**Task brief:** Copy nothing but the text: repeat each entry exactly and drop the images.

____

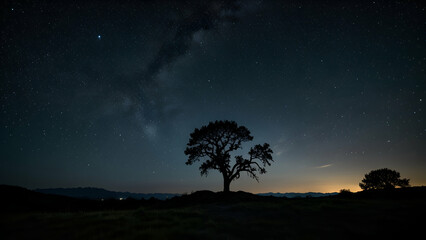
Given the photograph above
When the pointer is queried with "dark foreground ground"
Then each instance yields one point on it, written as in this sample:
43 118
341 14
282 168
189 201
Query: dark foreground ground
205 215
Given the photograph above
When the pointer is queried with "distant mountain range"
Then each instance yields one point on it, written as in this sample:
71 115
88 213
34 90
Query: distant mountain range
100 193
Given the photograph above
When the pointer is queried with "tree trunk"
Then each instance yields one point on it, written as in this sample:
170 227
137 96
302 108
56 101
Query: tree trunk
226 184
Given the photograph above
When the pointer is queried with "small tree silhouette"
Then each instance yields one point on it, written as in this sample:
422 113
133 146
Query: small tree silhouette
214 143
383 179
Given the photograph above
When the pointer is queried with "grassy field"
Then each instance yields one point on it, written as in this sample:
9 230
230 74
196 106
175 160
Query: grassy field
310 218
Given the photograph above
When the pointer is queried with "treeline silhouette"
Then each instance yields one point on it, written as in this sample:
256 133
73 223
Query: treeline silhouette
18 199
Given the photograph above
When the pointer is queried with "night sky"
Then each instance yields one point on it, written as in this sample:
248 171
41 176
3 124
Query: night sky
106 93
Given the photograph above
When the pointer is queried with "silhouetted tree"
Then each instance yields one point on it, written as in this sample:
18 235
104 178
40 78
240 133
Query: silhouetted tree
383 179
214 143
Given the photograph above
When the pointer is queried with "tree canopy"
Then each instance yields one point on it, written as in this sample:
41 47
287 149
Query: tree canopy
383 179
214 143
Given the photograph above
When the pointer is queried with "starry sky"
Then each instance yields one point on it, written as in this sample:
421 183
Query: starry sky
106 93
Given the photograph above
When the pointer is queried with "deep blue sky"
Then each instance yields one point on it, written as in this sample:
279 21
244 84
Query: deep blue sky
105 94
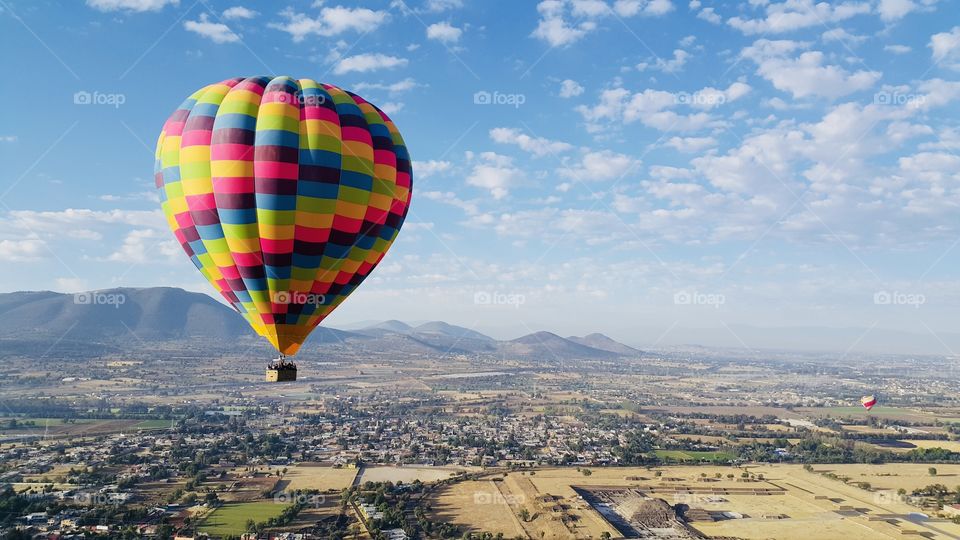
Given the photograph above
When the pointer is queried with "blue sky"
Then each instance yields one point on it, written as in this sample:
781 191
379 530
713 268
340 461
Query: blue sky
579 165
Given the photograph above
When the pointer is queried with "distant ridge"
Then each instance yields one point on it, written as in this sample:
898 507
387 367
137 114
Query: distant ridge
604 343
130 319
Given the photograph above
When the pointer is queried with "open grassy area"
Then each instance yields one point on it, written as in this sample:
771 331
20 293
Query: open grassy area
691 455
231 519
807 504
152 424
311 476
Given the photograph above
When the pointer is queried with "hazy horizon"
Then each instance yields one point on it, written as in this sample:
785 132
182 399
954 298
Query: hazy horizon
657 165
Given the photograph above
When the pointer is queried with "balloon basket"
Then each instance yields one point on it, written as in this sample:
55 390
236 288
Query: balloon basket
281 371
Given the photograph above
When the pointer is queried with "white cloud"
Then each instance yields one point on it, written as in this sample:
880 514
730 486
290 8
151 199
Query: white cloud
496 173
892 10
28 250
332 21
897 49
570 88
54 222
691 144
538 146
946 47
564 22
709 15
438 6
216 32
426 169
239 12
363 63
391 107
445 32
805 75
71 285
554 29
450 198
672 65
598 166
791 15
839 34
653 107
394 88
131 5
143 245
652 8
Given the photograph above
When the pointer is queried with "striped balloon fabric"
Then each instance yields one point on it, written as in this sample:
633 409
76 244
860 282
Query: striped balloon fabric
285 194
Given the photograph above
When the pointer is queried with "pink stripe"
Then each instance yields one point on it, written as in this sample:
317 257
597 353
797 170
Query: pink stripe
205 201
233 184
196 137
184 220
279 96
375 215
173 127
345 224
311 234
385 157
231 152
276 246
321 113
248 259
403 179
353 133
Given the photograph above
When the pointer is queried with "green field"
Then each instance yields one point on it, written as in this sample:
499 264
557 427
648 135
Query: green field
39 421
231 519
691 455
152 424
860 412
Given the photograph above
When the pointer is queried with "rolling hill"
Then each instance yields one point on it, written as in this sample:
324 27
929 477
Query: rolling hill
127 319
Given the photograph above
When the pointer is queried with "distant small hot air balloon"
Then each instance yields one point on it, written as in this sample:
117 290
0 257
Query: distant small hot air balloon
285 193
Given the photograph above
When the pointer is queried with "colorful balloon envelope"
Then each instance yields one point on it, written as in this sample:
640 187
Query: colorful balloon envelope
285 193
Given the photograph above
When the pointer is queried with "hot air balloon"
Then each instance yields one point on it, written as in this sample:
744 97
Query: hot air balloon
285 193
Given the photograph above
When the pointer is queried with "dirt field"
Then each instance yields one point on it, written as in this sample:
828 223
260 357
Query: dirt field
409 474
479 507
953 446
306 476
802 505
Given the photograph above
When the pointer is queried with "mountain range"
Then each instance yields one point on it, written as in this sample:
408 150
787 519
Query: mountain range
126 319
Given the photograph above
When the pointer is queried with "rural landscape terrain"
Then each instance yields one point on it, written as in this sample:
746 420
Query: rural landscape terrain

____

**Completed task:**
Given the photograph above
When the pointer is queried with "dark foreground ground"
Then each instance yields one point on it, written as in this sample:
43 118
341 14
282 168
189 201
Query: dark foreground ground
205 215
Given the photograph above
When the pointer is queried with "distant mountain range"
Then each instance yields one point on it, written as in this sample:
71 115
88 213
34 90
Query: distant mountain range
100 193
Given the photograph above
When the pointer is queried with "tree trunk"
Then each instance yields one point on it, written as in this sample:
170 227
137 96
302 108
56 101
Query: tree trunk
226 184
Given the photograph above
When the pointer is queried with "small tree silhouette"
Then each instance yields one point on it, written as in this sample:
422 113
133 146
Query: small tree silhouette
214 143
383 179
Given the photograph above
When the pointer is queried with "grassy field"
Then each instance yields one point on it, written as in this sample:
9 230
230 74
196 106
175 160
Query: grassy field
310 218
Given the photograph above
When the pointer is queried with "treeline silhouette"
Then each instance yields one point on it, written as in this sample:
256 133
73 223
Query: treeline silhouette
18 199
Given the photograph above
When the pointer is queried with "night sky"
Then each instance yields one point on it, written as in this sample:
248 171
41 176
3 124
Query: night sky
106 93
Given the photograph above
When the pointer is queried with "silhouetted tree"
Then each instance yields one point on it, written as in this sample:
18 235
104 178
40 78
240 133
Query: silhouetted tree
383 179
214 143
Given the photograph above
When the pointer is queried with "tree canopy"
Then each instance yields one point on it, written as in this sample:
41 47
287 149
Query: tree canopy
383 179
214 143
Given the photograph above
When the pointer is queried with "starry sky"
Then each instance yields one point on it, written as in this sample:
421 183
Query: starry sky
106 93
Given the photograph above
When the pointer is queried with "deep blue sky"
Then each instance yields one point on it, written as in this sample:
279 21
244 84
Query: deep blue sky
105 94
Given the photograph above
When the pointer is queried with "blue sky"
Then each instance yields one point on it, written as in this sample:
781 191
379 530
713 268
340 461
Query: blue sky
579 165
Given the photograph above
When the pointer is queried with "distant ridge"
Then each instance yields one point on it, written as in this sample:
898 507
387 367
137 114
Query: distant ridge
604 343
130 319
Given the photograph above
When the pointer is queried with "open grassy area"
Then each instance yields one point on it, written as in this sample:
771 331
20 293
Query: open grassy area
691 455
231 519
807 504
152 424
311 476
Given the photograph above
When the pointer is queried with "hazy horizon"
Then each instance yields one point on it, written as in this sample:
785 132
182 399
954 298
Query: hazy horizon
657 165
Given the photograph above
When the pointer is queried with "balloon basket"
Then each instance yields one point on it, written as in this sample:
55 390
236 288
Query: balloon basket
281 371
Given the photograph above
When the pointer is queried with "white cloud"
Then each instance yields one point on it, written as in this sample:
880 514
730 486
290 8
151 199
Query: white cloud
496 173
892 10
28 250
332 21
897 49
570 88
54 222
691 144
538 146
946 47
564 22
709 15
438 6
216 32
426 169
239 12
363 63
391 107
445 32
805 75
71 285
554 29
450 198
672 65
598 166
791 15
839 34
653 107
394 88
131 5
143 245
652 8
Given the photograph above
When the pointer is queried with "striped balloon fabric"
Then each instance yields one point on it, written as in this sample:
633 409
76 244
860 282
Query: striped balloon fabric
285 194
Given the photograph above
When the pointer is queried with "pink stripe"
Then each instance yields one point on it, written as in this sample:
317 257
597 353
797 170
Query: pink stripe
205 201
233 184
196 137
184 220
279 96
375 215
173 127
345 224
311 234
385 157
231 152
276 246
321 113
248 259
403 179
353 133
Given the photograph above
When the pointer is queried with "green field"
Then each instance yields one point on it, written as in this sample:
499 264
557 427
648 135
Query: green field
39 421
231 519
691 455
152 424
860 412
Given the photograph above
When the pointer is queried with "rolling hill"
Then each instance yields one point on it, written as in this sample:
324 27
929 477
Query: rolling hill
127 319
Given the photograph above
When the pointer is queried with "distant small hot air balloon"
Then each instance yields one point on it, written as in this sample:
117 290
0 257
Query: distant small hot air balloon
285 193
Given the photograph above
When the pointer is queried with "colorful balloon envelope"
Then each instance yields one point on it, written as in this sample:
640 187
Query: colorful balloon envelope
285 193
Given the photograph above
When the pointer is queried with "hot air balloon"
Then each instance yields one point on it, written as in this sample:
744 97
Query: hot air balloon
285 193
Given the photograph above
When the pointer is queried with "dirt field"
Then each instance yields one point on it, written as in this sample:
828 223
260 357
Query: dirt field
409 474
479 507
953 446
306 476
802 505
Given the photograph above
When the pointer is queried with "mountain range"
Then each instance yields one point on it, written as in this sample:
408 150
787 519
Query: mountain range
126 319
Given the photograph above
When the pointer is queried with "rural landscape terrain"
Then each instance yields one point on it, written as in this sample:
746 420
Query: rural landscape terrain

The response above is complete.